[LAD] Impro-Visor created on sourceforge

Simon Jenkins sjenkins at blueyonder.co.uk
Wed Jul 29 02:39:16 UTC 2009


On 29 Jul 2009, at 03:38, laseray at gmail.com wrote:

> On Tuesday 28 July 2009 22:12:44 you wrote:
>>>
>>> That woulds not be a violation at all. It is/was all under GPL.
>>
>> Wrong. Because Bob violated the GPL, right?
>
> By not putting a licence file or giving the source. You put a license
> and provide the source. No more violation.
>
>> Remember? I'm pretty sure
>> I'm telling you something you already knew here, but he DIDN'T  
>> release
>> the source code for the preview release. He SHOULD have but he  
>> DIDN'T,
>> so you never got the GPL'd source with the preview mods in it. This
>> put him in violation of jMusic's license but it did NOT magically
>> grant you copyright, copyleft or copyanything to the code he should
>> have released, but didn't.

※

- **Things to do**
[a] In the Impro-Visor message, whose license did Bob's failure to release the source put him in violation of?
[b] List the three things the Impro-Visor message says Bob's violation did not grant to the code he failed to release.
[c] From the Impro-Visor message, extract the part that opens with the words containing "[LAD] Impro-Visor created" and closes with "the GPL, right?".
The material after this is separate from the Impro-Visor message.

※

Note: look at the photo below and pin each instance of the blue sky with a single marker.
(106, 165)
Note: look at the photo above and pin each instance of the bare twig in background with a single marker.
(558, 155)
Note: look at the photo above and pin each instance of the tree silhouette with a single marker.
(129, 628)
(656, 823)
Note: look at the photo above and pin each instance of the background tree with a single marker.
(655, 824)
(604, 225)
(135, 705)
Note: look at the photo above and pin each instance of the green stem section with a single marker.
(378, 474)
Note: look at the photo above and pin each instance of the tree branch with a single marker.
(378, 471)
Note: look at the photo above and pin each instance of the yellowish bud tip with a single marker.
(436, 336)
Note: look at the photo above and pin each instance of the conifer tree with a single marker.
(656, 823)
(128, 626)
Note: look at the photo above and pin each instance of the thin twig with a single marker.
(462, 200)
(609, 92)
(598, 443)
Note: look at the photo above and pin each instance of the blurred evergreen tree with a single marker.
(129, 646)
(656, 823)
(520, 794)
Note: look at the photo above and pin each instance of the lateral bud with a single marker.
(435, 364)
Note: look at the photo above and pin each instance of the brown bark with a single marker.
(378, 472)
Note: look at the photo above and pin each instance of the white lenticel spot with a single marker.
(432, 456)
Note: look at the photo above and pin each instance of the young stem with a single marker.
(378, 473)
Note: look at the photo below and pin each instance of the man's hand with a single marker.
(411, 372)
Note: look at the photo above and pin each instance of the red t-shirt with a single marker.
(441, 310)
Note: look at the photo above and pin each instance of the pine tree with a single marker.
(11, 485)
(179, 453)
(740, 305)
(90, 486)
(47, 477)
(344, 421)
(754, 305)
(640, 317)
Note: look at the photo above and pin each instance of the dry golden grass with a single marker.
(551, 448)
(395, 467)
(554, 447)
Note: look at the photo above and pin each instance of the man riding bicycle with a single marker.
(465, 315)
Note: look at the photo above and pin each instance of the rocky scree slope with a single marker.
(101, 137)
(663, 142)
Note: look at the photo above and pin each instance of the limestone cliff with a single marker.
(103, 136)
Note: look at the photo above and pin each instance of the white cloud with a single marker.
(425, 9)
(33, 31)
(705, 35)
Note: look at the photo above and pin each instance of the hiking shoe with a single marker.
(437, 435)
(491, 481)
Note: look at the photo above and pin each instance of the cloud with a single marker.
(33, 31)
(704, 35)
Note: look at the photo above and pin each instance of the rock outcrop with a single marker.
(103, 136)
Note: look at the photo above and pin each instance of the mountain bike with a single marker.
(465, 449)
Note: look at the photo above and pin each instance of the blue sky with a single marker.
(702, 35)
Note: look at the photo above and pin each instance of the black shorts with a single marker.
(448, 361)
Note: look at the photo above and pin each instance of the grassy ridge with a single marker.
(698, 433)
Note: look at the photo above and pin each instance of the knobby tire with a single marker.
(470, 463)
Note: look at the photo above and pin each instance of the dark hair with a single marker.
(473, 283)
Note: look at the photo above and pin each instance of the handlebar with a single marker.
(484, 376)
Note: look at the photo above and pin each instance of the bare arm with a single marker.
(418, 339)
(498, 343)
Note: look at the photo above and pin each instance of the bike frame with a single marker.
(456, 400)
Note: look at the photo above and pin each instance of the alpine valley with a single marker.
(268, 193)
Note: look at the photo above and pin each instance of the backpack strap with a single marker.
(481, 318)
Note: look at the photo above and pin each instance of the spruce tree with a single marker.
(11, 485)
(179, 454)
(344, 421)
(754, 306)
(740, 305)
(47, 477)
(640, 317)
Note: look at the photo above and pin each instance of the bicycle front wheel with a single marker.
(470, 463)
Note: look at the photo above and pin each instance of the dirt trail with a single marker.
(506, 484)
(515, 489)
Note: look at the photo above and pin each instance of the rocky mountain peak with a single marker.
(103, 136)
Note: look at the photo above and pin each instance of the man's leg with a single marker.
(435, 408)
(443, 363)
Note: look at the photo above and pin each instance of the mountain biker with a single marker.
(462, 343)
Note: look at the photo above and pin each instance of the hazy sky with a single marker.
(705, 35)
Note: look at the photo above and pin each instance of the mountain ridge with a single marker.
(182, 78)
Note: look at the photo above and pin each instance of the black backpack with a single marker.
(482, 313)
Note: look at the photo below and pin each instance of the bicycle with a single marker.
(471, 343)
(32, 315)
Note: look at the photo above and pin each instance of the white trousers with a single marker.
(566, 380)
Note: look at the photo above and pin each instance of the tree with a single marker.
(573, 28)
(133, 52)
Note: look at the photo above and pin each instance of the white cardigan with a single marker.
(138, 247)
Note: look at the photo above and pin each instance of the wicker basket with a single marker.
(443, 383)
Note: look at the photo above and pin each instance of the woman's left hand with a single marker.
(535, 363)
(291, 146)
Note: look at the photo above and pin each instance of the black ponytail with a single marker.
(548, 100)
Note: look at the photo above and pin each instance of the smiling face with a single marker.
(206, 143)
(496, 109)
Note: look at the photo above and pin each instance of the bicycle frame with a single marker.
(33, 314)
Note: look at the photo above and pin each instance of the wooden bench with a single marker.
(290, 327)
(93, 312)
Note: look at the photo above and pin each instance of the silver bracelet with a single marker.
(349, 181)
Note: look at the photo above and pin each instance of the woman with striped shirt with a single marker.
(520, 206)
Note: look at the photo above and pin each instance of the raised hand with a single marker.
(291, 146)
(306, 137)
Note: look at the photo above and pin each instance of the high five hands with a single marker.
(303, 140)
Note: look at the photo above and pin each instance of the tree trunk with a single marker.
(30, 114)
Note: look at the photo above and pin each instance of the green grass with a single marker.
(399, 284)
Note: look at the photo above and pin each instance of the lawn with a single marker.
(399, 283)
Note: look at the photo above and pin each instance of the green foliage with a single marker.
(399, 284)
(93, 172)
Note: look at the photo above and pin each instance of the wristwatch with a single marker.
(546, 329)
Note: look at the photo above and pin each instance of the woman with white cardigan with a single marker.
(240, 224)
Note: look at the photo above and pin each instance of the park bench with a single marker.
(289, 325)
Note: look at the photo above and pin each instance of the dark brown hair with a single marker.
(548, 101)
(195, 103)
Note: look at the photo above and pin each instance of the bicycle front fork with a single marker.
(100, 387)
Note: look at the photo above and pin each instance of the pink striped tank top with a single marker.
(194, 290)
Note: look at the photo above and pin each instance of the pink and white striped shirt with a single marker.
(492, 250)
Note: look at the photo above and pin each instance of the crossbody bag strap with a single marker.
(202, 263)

※

- **Answers by item number**
[a] jMusic's license.

[b] copyright, copyleft, copyanything

[c]
[LAD] Impro-Visor created on sourceforge

Simon Jenkins sjenkins at blueyonder.co.uk
Wed Jul 29 02:39:16 UTC 2009


On 29 Jul 2009, at 03:38, laseray at gmail.com wrote:

> On Tuesday 28 July 2009 22:12:44 you wrote:
>>>
>>> That woulds not be a violation at all. It is/was all under GPL.
>>
>> Wrong. Because Bob violated the GPL, right?